Saved data entries:
● ● ● ● ●

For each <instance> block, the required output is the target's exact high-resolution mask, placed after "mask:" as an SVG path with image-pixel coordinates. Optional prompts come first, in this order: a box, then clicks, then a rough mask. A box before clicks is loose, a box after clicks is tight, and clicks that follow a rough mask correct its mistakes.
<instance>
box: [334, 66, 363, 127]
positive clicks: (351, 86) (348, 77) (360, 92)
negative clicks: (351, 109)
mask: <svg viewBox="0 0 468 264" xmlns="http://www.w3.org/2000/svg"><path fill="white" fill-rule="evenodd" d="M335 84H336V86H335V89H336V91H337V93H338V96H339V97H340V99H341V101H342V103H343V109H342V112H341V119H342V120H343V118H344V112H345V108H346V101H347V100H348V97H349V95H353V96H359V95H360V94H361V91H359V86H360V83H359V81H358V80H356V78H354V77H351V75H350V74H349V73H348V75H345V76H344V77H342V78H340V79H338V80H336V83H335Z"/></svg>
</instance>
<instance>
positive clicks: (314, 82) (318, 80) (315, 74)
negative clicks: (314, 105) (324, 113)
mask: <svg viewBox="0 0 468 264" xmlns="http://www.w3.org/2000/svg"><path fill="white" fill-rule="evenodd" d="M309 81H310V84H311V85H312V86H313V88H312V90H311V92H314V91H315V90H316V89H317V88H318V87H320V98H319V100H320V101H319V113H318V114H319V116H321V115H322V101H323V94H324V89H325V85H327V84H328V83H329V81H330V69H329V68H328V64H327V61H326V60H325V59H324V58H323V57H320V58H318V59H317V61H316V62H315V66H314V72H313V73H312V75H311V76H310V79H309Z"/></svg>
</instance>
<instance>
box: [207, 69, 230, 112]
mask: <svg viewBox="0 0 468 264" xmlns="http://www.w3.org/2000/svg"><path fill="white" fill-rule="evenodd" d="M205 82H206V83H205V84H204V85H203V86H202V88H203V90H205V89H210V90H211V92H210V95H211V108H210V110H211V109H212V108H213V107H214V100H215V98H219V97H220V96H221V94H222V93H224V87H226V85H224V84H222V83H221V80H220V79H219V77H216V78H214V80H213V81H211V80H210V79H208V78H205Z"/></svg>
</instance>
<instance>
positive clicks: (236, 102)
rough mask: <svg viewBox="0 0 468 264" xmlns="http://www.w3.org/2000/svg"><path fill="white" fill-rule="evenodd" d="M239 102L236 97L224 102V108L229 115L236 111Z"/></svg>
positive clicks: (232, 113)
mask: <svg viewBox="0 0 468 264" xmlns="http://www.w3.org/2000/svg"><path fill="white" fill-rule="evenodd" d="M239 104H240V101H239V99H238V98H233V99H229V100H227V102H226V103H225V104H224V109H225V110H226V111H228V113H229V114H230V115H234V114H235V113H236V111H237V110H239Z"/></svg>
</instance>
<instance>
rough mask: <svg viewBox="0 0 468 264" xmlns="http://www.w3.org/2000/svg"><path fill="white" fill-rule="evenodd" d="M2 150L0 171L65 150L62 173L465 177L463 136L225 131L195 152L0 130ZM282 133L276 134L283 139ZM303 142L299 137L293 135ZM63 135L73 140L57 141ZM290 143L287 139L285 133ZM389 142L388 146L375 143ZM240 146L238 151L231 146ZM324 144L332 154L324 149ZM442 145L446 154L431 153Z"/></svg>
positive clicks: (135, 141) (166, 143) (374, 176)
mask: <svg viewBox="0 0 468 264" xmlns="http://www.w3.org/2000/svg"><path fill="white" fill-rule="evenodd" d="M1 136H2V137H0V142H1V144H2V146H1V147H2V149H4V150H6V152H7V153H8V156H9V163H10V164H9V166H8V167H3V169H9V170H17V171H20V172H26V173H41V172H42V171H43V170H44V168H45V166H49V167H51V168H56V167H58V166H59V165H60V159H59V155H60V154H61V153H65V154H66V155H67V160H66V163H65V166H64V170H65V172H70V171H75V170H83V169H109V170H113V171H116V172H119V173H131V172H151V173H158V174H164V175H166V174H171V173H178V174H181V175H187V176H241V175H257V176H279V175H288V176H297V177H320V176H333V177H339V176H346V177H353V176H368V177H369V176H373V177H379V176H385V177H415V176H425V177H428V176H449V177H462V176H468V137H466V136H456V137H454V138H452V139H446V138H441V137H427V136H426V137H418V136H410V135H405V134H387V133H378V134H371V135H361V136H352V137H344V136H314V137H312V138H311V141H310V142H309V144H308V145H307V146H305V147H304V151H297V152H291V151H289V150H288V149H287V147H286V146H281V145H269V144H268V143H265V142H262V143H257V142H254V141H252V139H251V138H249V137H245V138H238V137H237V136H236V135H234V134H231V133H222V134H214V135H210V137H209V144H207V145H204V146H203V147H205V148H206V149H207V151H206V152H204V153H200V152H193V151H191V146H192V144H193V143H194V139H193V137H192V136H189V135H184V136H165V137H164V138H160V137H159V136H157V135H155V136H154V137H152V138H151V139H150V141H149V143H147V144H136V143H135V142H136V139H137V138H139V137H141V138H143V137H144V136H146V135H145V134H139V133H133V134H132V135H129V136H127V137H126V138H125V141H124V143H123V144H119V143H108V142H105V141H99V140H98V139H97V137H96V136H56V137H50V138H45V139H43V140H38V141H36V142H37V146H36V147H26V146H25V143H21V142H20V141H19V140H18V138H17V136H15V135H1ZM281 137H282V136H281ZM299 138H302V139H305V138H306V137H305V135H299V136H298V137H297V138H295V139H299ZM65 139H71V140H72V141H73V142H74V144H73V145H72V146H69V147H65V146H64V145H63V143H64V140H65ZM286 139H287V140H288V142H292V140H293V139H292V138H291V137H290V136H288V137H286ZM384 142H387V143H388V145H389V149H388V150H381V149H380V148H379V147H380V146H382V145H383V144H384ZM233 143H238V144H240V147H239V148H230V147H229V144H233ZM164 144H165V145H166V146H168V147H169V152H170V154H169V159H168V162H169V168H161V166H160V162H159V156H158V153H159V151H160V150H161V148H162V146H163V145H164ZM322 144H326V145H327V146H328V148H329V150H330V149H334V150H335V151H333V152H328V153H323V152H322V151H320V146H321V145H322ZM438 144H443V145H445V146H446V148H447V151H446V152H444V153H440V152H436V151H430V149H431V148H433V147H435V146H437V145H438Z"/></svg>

● ● ● ● ●

__What to produce__
Retype all of the records above, word for word.

__Output below__
For each <instance> block, the required output is the target's exact high-resolution mask, placed after "mask:" as an SVG path with image-pixel coordinates. Optional prompts come first, in this order: a box, then clicks, then a rough mask. A box before clicks is loose, a box after clicks is tight, and clicks that follow a rough mask correct its mistakes.
<instance>
box: [334, 66, 363, 127]
positive clicks: (351, 86) (348, 77) (360, 92)
negative clicks: (351, 109)
mask: <svg viewBox="0 0 468 264" xmlns="http://www.w3.org/2000/svg"><path fill="white" fill-rule="evenodd" d="M335 84H336V86H335V89H336V91H337V93H338V96H339V97H340V99H341V101H342V103H343V109H342V112H341V119H342V120H343V118H344V112H345V108H346V101H347V100H348V97H349V95H353V96H359V95H360V94H361V91H359V86H360V83H359V81H358V80H356V78H354V77H351V75H350V74H349V73H348V75H345V76H344V77H342V78H340V79H338V80H336V83H335Z"/></svg>
</instance>
<instance>
positive clicks: (314, 82) (318, 80) (315, 74)
negative clicks: (314, 105) (324, 113)
mask: <svg viewBox="0 0 468 264" xmlns="http://www.w3.org/2000/svg"><path fill="white" fill-rule="evenodd" d="M309 81H310V84H311V85H312V86H313V88H312V90H311V92H314V91H315V90H316V89H317V88H318V87H320V98H319V100H320V101H319V113H318V114H319V116H321V115H322V101H323V94H324V89H325V85H327V84H328V83H329V81H330V69H329V68H328V64H327V61H326V60H325V59H324V58H323V57H320V58H318V59H317V61H316V62H315V66H314V72H313V73H312V75H311V76H310V79H309Z"/></svg>
</instance>
<instance>
box: [207, 69, 230, 112]
mask: <svg viewBox="0 0 468 264" xmlns="http://www.w3.org/2000/svg"><path fill="white" fill-rule="evenodd" d="M205 82H206V83H205V84H204V85H203V86H202V88H203V90H205V89H210V90H211V92H210V95H211V108H210V110H211V109H212V108H213V107H214V100H215V98H219V97H220V96H221V94H222V93H224V87H226V85H224V84H222V83H221V80H220V79H219V77H216V78H214V80H213V81H211V80H210V79H208V78H205Z"/></svg>
</instance>
<instance>
positive clicks: (236, 102)
rough mask: <svg viewBox="0 0 468 264" xmlns="http://www.w3.org/2000/svg"><path fill="white" fill-rule="evenodd" d="M239 102L236 97L224 102V108L229 115L236 111Z"/></svg>
positive clicks: (232, 113)
mask: <svg viewBox="0 0 468 264" xmlns="http://www.w3.org/2000/svg"><path fill="white" fill-rule="evenodd" d="M239 104H240V101H239V99H238V98H233V99H229V100H227V102H226V103H225V104H224V109H225V110H226V111H228V113H229V114H230V115H234V114H235V113H236V111H237V110H239Z"/></svg>
</instance>
<instance>
rough mask: <svg viewBox="0 0 468 264" xmlns="http://www.w3.org/2000/svg"><path fill="white" fill-rule="evenodd" d="M2 150L0 171L65 150L62 173L465 177L463 136L225 131L195 152L0 130ZM282 133L276 134L283 139ZM303 142L299 137L293 135ZM63 135L73 140L57 141ZM290 143L287 139L285 133ZM389 142L388 146L375 143ZM240 146L238 151L231 146ZM324 144L332 154L324 149ZM442 145L446 154L431 153Z"/></svg>
positive clicks: (135, 141) (166, 143) (374, 176)
mask: <svg viewBox="0 0 468 264" xmlns="http://www.w3.org/2000/svg"><path fill="white" fill-rule="evenodd" d="M1 136H2V137H0V142H1V144H2V146H1V147H2V149H4V150H6V152H7V153H8V156H9V163H10V164H9V166H8V167H3V169H9V170H17V171H20V172H26V173H41V172H42V171H43V170H44V168H45V166H49V167H51V168H56V167H58V166H59V165H60V159H59V155H60V154H61V153H65V154H66V155H67V160H66V163H65V166H64V170H65V172H70V171H75V170H83V169H109V170H113V171H116V172H119V173H131V172H151V173H158V174H164V175H166V174H171V173H178V174H181V175H187V176H241V175H257V176H279V175H288V176H297V177H320V176H333V177H339V176H346V177H353V176H368V177H369V176H373V177H379V176H385V177H415V176H425V177H428V176H449V177H462V176H468V137H466V136H456V137H454V138H452V139H446V138H441V137H427V136H426V137H418V136H410V135H405V134H387V133H378V134H371V135H361V136H352V137H344V136H314V137H312V138H311V141H310V142H309V144H308V145H307V146H305V147H304V151H297V152H291V151H289V150H288V149H287V147H286V146H281V145H269V144H268V143H265V142H262V143H257V142H254V141H252V139H251V138H249V137H245V138H238V137H237V136H236V135H234V134H231V133H222V134H214V135H210V137H209V144H207V145H204V146H203V147H205V148H206V149H207V151H206V152H204V153H200V152H193V151H191V146H192V144H193V143H194V139H193V137H192V136H189V135H184V136H165V137H164V138H160V137H159V136H157V135H155V136H154V137H152V138H151V139H150V141H149V143H147V144H136V143H135V142H136V139H137V138H139V137H141V138H143V137H144V136H146V135H145V134H139V133H133V134H132V135H129V136H127V137H126V138H125V141H124V143H123V144H119V143H108V142H105V141H99V140H98V139H97V137H96V136H56V137H50V138H45V139H43V140H38V141H36V142H37V146H36V147H26V146H25V143H21V142H20V141H19V140H18V138H17V136H15V135H1ZM281 137H282V136H281ZM299 138H302V139H305V138H306V137H305V135H299V136H298V137H297V138H295V139H299ZM65 139H71V140H72V141H73V142H74V144H73V145H72V146H69V147H65V146H64V145H63V143H64V140H65ZM286 139H287V140H288V142H292V140H293V139H292V138H291V137H290V136H288V137H286ZM384 142H387V143H388V145H389V149H388V150H381V149H380V148H379V147H380V146H382V145H383V144H384ZM233 143H238V144H240V147H239V148H230V147H229V144H233ZM164 144H165V145H166V146H168V147H169V152H170V154H169V159H168V162H169V168H161V166H160V162H159V156H158V153H159V151H160V150H161V148H162V146H163V145H164ZM322 144H326V145H327V146H328V148H329V150H330V149H334V150H335V151H333V152H328V153H323V152H322V151H320V146H321V145H322ZM438 144H443V145H445V146H446V148H447V151H446V152H444V153H440V152H436V151H430V149H431V148H433V147H435V146H437V145H438Z"/></svg>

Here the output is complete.